What is expected ▸
Reproduce verbatim the stretch of the records from their first line through the line containing "<point>242,58</point>", including both of those lines.

○ ○ ○ ○ ○ ○ ○

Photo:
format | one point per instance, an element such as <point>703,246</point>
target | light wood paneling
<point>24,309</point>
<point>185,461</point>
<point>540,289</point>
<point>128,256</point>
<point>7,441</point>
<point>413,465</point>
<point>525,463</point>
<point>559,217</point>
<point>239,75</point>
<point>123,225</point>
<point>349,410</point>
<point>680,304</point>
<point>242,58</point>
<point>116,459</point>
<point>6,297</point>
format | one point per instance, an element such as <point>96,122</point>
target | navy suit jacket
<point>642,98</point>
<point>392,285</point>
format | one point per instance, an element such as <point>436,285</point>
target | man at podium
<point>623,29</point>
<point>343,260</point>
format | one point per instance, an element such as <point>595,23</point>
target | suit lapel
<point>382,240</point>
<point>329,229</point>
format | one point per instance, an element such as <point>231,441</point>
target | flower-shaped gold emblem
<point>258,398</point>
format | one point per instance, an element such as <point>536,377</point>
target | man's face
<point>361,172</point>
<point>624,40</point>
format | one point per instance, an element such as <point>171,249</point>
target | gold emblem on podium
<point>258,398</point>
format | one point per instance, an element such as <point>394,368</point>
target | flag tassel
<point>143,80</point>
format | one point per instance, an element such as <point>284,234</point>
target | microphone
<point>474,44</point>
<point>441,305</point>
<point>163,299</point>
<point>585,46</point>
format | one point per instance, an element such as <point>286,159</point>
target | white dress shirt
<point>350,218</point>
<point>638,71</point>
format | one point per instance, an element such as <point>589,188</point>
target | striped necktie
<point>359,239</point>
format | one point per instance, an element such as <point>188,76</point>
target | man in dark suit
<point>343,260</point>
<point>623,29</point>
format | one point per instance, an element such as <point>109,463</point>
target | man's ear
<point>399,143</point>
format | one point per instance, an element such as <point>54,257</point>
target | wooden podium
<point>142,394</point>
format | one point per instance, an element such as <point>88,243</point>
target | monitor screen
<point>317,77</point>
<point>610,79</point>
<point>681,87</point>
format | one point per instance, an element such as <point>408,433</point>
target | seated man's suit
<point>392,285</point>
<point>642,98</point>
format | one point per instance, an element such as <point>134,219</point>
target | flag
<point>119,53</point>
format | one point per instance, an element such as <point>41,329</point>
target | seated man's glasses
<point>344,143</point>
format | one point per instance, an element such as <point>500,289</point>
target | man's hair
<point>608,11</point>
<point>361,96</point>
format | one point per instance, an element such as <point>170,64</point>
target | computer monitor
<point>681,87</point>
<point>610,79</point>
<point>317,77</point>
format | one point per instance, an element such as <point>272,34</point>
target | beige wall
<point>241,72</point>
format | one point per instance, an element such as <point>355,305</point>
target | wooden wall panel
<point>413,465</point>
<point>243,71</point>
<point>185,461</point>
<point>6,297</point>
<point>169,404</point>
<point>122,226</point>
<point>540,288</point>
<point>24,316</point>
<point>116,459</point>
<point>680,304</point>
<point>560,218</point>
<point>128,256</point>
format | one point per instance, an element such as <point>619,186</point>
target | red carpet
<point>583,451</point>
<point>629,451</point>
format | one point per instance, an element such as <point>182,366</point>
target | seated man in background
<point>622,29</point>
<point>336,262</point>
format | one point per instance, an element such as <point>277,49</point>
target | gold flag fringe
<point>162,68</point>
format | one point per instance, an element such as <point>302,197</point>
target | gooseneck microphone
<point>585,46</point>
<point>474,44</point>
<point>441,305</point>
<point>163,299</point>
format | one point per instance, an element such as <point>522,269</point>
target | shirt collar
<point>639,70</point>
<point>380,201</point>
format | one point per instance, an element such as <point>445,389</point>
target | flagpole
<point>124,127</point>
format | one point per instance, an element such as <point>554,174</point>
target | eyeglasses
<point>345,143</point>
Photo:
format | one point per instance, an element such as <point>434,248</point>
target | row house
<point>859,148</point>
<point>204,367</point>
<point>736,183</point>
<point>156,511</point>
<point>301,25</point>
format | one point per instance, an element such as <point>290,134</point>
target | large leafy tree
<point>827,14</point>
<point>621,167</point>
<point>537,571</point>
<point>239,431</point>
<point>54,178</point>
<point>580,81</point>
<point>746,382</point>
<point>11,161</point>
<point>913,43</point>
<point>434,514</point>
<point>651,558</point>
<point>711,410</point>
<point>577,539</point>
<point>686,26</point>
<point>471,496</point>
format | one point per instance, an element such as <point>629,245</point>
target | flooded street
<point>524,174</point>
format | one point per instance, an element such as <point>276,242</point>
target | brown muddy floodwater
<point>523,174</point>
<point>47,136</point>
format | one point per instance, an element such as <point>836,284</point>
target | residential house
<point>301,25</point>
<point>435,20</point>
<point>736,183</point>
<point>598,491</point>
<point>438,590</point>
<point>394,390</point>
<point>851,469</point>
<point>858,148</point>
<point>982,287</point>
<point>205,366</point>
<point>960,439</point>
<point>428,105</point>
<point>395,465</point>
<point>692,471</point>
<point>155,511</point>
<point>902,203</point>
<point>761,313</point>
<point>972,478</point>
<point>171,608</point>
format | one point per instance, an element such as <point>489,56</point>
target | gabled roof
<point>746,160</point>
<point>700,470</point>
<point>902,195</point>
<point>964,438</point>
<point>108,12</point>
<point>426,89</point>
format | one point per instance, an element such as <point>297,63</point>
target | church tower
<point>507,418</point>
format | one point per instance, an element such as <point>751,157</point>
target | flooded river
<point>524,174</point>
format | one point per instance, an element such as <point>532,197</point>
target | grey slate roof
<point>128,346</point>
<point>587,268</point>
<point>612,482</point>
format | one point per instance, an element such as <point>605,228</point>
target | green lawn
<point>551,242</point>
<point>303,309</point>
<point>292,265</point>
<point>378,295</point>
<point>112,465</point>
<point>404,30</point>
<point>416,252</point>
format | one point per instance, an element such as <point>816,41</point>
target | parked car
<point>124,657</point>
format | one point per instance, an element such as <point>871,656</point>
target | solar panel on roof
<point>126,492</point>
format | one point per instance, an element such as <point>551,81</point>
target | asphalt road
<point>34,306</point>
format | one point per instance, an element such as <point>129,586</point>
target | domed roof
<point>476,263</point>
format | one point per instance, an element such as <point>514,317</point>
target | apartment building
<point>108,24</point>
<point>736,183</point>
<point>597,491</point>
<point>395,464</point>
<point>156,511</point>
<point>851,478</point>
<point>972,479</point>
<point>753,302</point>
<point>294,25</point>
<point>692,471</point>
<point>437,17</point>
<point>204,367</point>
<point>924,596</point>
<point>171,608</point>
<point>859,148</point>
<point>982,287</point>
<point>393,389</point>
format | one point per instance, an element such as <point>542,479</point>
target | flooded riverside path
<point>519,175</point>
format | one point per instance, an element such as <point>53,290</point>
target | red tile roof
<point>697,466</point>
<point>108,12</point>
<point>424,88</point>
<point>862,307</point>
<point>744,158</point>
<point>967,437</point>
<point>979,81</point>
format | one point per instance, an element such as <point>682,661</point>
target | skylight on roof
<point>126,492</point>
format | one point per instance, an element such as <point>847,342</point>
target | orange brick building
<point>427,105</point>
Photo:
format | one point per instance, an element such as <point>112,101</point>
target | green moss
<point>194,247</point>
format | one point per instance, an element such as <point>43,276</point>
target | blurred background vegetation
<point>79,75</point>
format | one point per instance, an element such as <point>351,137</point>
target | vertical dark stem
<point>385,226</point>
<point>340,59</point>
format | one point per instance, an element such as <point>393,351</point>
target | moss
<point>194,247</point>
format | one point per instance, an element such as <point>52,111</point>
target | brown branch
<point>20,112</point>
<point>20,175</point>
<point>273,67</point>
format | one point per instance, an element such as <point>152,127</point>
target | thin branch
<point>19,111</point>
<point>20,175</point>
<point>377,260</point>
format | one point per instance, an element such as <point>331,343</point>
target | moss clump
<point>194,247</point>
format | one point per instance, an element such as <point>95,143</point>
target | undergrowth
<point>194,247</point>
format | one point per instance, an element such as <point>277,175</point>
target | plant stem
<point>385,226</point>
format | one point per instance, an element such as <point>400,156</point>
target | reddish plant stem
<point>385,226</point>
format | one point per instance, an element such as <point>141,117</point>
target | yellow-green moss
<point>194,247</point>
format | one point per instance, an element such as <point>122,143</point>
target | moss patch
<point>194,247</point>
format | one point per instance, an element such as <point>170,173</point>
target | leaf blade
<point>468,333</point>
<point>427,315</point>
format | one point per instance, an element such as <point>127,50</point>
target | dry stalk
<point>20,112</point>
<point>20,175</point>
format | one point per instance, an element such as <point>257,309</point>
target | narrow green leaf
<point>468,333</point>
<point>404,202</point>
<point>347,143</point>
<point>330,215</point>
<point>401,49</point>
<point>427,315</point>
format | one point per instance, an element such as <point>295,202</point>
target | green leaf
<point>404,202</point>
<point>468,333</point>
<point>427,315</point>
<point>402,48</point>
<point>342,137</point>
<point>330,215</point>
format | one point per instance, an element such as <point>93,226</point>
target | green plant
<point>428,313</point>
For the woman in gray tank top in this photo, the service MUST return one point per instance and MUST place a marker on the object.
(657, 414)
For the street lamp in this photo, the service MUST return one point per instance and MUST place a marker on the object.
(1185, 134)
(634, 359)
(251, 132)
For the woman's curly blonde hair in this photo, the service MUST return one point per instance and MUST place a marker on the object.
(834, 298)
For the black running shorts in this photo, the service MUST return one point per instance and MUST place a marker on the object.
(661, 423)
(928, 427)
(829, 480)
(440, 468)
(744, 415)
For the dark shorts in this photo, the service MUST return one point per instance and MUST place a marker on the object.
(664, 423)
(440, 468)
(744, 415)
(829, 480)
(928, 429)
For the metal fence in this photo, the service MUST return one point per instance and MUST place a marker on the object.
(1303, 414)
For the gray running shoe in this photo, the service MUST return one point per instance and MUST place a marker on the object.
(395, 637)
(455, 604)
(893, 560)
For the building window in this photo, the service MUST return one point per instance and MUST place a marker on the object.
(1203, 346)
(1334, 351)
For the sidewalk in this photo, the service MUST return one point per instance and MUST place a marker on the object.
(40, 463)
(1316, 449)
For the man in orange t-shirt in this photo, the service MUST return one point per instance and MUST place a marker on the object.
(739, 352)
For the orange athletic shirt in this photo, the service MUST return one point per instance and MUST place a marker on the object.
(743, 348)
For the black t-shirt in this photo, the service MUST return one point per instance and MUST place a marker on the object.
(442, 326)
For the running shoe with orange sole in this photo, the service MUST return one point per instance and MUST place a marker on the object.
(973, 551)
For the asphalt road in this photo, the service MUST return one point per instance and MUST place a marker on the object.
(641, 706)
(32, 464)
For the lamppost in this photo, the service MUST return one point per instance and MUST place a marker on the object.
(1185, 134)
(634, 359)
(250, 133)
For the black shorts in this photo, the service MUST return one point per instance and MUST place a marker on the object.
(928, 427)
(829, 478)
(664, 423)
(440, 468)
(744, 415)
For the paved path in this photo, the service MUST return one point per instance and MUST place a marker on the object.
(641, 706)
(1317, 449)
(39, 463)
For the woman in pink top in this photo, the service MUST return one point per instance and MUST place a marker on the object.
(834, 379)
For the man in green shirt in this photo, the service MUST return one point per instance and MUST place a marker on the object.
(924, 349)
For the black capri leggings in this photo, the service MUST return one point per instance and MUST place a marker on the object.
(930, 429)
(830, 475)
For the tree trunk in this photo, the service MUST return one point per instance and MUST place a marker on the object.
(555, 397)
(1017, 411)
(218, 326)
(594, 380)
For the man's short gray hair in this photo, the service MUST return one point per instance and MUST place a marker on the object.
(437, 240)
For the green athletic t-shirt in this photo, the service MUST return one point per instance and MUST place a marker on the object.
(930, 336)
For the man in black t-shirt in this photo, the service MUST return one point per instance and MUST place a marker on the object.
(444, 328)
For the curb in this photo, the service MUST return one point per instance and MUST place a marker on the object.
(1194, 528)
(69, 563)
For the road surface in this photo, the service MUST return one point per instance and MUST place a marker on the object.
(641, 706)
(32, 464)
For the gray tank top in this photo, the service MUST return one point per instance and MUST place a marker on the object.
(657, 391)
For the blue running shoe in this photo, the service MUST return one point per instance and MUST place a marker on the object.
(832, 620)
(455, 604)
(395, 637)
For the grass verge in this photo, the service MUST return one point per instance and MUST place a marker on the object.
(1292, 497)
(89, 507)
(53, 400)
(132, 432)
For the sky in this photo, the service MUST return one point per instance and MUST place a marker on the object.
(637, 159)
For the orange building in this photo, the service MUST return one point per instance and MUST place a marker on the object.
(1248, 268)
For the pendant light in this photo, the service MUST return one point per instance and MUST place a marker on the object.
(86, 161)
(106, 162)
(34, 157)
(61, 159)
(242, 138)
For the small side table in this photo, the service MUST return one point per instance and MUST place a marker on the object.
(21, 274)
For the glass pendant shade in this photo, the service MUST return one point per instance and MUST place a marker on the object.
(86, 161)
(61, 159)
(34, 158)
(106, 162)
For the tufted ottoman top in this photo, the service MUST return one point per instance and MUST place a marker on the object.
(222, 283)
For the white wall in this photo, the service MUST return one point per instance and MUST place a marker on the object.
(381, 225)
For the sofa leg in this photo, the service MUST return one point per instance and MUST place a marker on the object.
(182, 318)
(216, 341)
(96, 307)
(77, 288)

○ ○ ○ ○ ○ ○ ○

Response ▸
Photo:
format | one point per instance, an element such as <point>703,246</point>
target | light wood paneling
<point>24,309</point>
<point>185,461</point>
<point>540,289</point>
<point>128,256</point>
<point>7,441</point>
<point>413,465</point>
<point>525,463</point>
<point>559,217</point>
<point>239,75</point>
<point>123,225</point>
<point>349,410</point>
<point>680,304</point>
<point>242,58</point>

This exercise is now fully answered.